• Фрагмент страницы:
· · · · ·

Год 1701-й начался смертью Луи Франсуа Мари Летелье, маркиза де Барбезьё, государственного секретаря по военным делам.

Барбезьё, напомним, был сыном Лувуа, но, в отличие от отца, его защищала от неприязни короля некая доброжелательность к нему со стороны г-жи де Ментенон, к которой он всегда питал почтительность и уважение.

Барбезьё, по виду высокомерный, обладал приятным, сильным и умным лицом. Мужественная и привлекательная внешность сочеталась в нем с деятельной натурой, проницательным умом и верным взглядом, что наделяло его невероятной работоспособностью, являвшейся одной из основных черт его характера, ибо, почти всегда занятый удовольствиями, он был способен за два часа сделать больше и лучше, чем любой из его коллег за целый день. При знакомстве он располагал в свою пользу: ему были присущи учтивые манеры и непринужденная, точная и изысканная, но вместе с тем естественная и выразительная речь. Никто больше него не обладал светскостью и манерами знатного вельможи, хотя дворянство его семьи не отличалось древностью. Если ему хотелось понравиться, он очаровывал; если он оказывал услугу, это делалось таким образом, что невозможно было оставаться неблагодарным по отношению к нему. Как никто другой он умел обрисовывать дело, вникать во все его подробности и излагать их, и, когда оно выходило из его рук, в нем уже не было никаких неясностей. С той тонкостью, которую Людовик XIV был в состоянии оценить лучше, чем кто-либо еще, он ощущал различие людей и по-разному изъяснялся, когда ему приходилось разговаривать с ними. Но наряду с этими днями, исполненными, если так можно выразиться, учтивости и душевного благополучия, у Барбезьё бывали дни, когда на душе у него было скверно и он наливался спесью. Тогда он становился до крайности высокомерен, дерзок, нагл, мстителен, чрезвычайно легко оскорблялся малейшей безделицей и с невероятным трудом избавлялся от возникшей у него неприязни. В эти дни его поведение было ужасным, он это осознавал, жаловался на это, но ничего не мог с собой поделать. Будучи от природы резким и суровым, он делался в такие периоды грубым и способным на любые оскорбления и любые вспышки. Из-за этих часов нервного возбуждения, с которым ему не удавалось справиться, Барбезьё лишился за годы жизни многих друзей, которых, впрочем, он не умел выбирать и которых он в такое время оскорблял, кем бы они ни были, знатными вельможами или простыми людьми, могущественными особами или ничтожными обывателями.

· · · · ·

• Сведения:

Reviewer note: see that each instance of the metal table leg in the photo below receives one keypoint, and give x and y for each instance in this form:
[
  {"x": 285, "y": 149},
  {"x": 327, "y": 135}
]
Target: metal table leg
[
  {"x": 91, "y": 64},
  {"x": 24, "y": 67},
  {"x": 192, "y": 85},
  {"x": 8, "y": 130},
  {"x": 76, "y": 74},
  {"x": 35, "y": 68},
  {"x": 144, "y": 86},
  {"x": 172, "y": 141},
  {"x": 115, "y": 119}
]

· · · · ·

• Изучите материал:
1. Сократите абзац фрагмента страницы, который начинается словами «Барбезьё, по виду высокомерный». Основные факты должны сохраниться.
2. Ответьте по фрагменту страницы на вопросы, каждый ответ с новой строки:
(a) Какую должность занимал Барбезьё?
(b) Чьим сыном он был?
(c) За сколько времени, по словам текста, Барбезьё делал больше и лучше, чем любой из его коллег за целый день?
3. Поменяйте в фрагменте страницы «почтительность» на «преданность» и приведите отрывок, который открывается словами «Барбезьё, напомним, был» и заканчивается словами «почтительность и уважение.».

• Ожидаемые ответы:
1. Барбезьё был мужествен и привлекателен, деятелен, проницателен и невероятно работоспособен. Хотя он почти всегда был занят удовольствиями, за два часа он успевал сделать больше и лучше, чем любой коллега за день. Он отличался учтивыми манерами и изысканной, но естественной речью. Светскостью и манерами вельможи он не уступал никому, хотя дворянство его семьи не было древним. Он умел очаровывать и оказывать услуги так, что ему невозможно было остаться неблагодарным. Любое дело он разбирал во всех подробностях, не оставляя неясностей. С каждым человеком он говорил по-разному, и эту тонкость Людовик XIV умел оценить лучше других. Однако бывали дни, когда он наливался спесью и становился высокомерным, дерзким, наглым, мстительным и обидчивым. В такие дни он мог быть грубым и способным на любые оскорбления. Он сознавал это и жаловался на это, но совладать с собой не мог. Из-за этих вспышек он лишился многих друзей, знатных и простых.

2.
(a) Государственный секретарь по военным делам.
(b) Сыном Лувуа.
(c) За два часа.

3.
Барбезьё, напомним, был сыном Лувуа, но, в отличие от отца, его защищала от неприязни короля некая доброжелательность к нему со стороны г-жи де Ментенон, к которой он всегда питал преданность и уважение.